:: WRITTEN PROBLEM ::
According to "A Show of Strength," what have the Right's frames about Democrats been for the last several years?

Wednesday, March 15, 2006

A Show of Strength

Glenn Greenwald and Digby have great analyses of the censure issue, and I've done at least three of these as well, but I don't think it's possible to understate its importance. The only way Democrats are going to regain credibility in the eyes of voters is by standing up for their principles instead of cowering, running from a fight, and HOPING the other side implodes.

The Republicans aren't going to quit bashing Dems whether they co-sponsor censure or not. That's the great fallacy here. Democrats think that by laying in the weeds, they'll somehow get points from the Republicans for being responsible or something. This will never happen. Future President Feingold has already been called a terrorist, practically, for bringing this up. That's to be expected. But those that sit out this fight won't get a free pass. What have been the frames from the Right for the last several years? Democrats are weak, they're spineless, they have no agenda. As Greenwald says:

Who appears stronger and more resolute right about now -- Russ Feingold or the Democrats described by the Washington Post and New York Times as literally hiding behind each other to avoid reporters and beating a full "retreat"?


The answer is obvious, and the Republicans will make it. The Democrats need to stop spending so much time worrying what Republicans will think about them and start spending time thinking about what makes sense. The President broke the law and he shouldn't be allowed to get away with it. Whether or not the resolution will pass is 100% irrelevant, whether or not you think 10 voters in a Michigan suburb will react positively to it is also irrelevant. It's about having a spine and having a core set of beliefs.

Digby does a great job of explaining the larger issue with the NSA spying program:

Now we have Republican senators saying explicitly that Russ Feingold is helping the terrorists. You do the math. Everyone is supposed to simply "trust" a president and his rubber stamp bedwetters to not use such sweeping laws against political opponents.

:: RECORDS ::

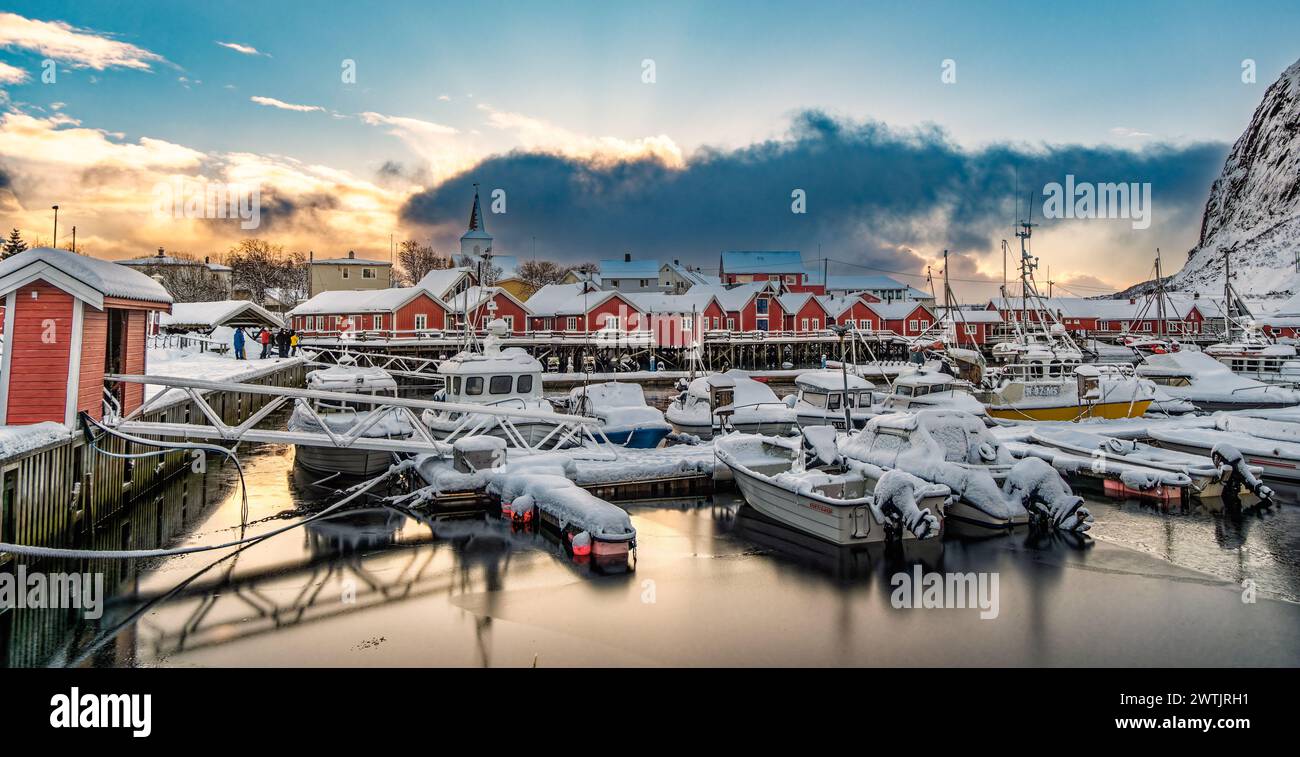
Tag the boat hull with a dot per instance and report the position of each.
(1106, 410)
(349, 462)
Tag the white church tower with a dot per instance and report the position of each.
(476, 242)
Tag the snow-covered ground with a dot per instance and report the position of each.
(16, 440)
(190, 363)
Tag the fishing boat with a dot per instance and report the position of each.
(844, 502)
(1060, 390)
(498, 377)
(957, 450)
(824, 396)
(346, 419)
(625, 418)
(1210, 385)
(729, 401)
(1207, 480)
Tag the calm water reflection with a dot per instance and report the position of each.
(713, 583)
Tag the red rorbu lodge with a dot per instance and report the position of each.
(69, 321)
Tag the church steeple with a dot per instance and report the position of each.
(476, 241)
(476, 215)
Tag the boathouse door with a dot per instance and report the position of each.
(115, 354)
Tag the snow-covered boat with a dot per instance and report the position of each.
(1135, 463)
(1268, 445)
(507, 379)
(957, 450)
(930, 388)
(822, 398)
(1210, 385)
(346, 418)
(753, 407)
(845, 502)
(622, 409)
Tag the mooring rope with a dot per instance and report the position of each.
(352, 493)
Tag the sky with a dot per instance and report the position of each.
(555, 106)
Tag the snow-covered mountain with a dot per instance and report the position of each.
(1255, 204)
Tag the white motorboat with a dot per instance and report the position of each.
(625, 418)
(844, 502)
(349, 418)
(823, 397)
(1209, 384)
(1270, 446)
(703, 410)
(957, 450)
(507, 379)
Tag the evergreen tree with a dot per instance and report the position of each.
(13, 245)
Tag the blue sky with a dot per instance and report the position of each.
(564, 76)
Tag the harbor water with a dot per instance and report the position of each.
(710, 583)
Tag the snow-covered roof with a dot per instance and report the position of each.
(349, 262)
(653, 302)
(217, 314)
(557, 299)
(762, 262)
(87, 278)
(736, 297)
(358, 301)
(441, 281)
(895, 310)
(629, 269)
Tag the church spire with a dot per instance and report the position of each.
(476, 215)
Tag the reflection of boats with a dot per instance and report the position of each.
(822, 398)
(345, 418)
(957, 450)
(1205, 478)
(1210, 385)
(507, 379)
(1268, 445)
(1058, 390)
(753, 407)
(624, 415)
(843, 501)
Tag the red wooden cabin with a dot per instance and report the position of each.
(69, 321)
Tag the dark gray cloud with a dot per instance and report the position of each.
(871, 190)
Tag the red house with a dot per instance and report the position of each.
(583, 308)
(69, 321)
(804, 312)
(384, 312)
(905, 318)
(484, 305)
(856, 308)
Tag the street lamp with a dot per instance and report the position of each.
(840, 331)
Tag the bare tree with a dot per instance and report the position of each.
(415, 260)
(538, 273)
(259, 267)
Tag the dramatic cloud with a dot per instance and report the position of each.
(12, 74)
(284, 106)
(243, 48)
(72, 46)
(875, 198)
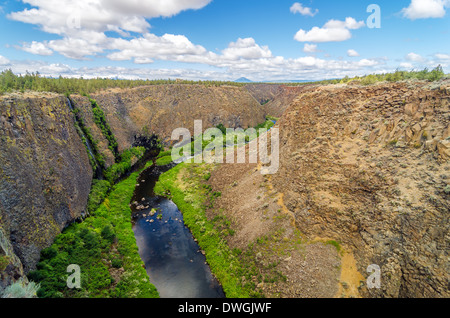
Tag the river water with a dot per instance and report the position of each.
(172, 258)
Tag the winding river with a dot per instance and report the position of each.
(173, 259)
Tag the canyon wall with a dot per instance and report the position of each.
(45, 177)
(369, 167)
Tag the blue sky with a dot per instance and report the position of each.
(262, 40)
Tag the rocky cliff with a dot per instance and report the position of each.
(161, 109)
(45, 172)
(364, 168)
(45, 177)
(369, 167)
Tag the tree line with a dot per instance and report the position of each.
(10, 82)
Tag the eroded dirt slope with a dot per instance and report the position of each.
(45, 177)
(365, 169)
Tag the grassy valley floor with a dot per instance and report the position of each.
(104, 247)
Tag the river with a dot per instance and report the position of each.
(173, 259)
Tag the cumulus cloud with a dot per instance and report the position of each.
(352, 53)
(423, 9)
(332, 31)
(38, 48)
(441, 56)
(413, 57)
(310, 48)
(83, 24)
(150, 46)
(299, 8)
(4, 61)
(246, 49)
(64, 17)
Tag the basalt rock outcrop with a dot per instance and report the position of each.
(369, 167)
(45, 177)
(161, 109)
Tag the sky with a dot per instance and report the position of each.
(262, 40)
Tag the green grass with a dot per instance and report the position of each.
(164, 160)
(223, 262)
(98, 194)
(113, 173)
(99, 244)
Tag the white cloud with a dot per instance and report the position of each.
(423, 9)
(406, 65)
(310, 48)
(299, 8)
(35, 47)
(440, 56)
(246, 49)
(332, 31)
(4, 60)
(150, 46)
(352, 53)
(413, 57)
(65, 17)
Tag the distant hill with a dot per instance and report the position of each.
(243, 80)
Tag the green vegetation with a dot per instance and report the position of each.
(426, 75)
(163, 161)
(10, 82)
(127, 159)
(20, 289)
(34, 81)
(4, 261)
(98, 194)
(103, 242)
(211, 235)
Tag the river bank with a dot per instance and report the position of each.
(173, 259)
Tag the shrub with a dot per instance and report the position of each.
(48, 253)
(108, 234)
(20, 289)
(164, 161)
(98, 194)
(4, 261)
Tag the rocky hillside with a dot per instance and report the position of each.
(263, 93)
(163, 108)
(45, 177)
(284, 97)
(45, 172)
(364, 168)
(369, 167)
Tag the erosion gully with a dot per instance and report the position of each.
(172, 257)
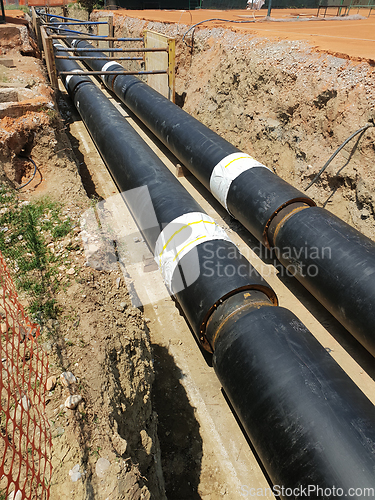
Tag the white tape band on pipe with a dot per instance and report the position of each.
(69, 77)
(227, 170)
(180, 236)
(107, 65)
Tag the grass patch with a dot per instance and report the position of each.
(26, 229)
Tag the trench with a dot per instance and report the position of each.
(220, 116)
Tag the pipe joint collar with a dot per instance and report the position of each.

:: WORKED ANSWER ::
That Democrats are weak, spineless, and have no agenda.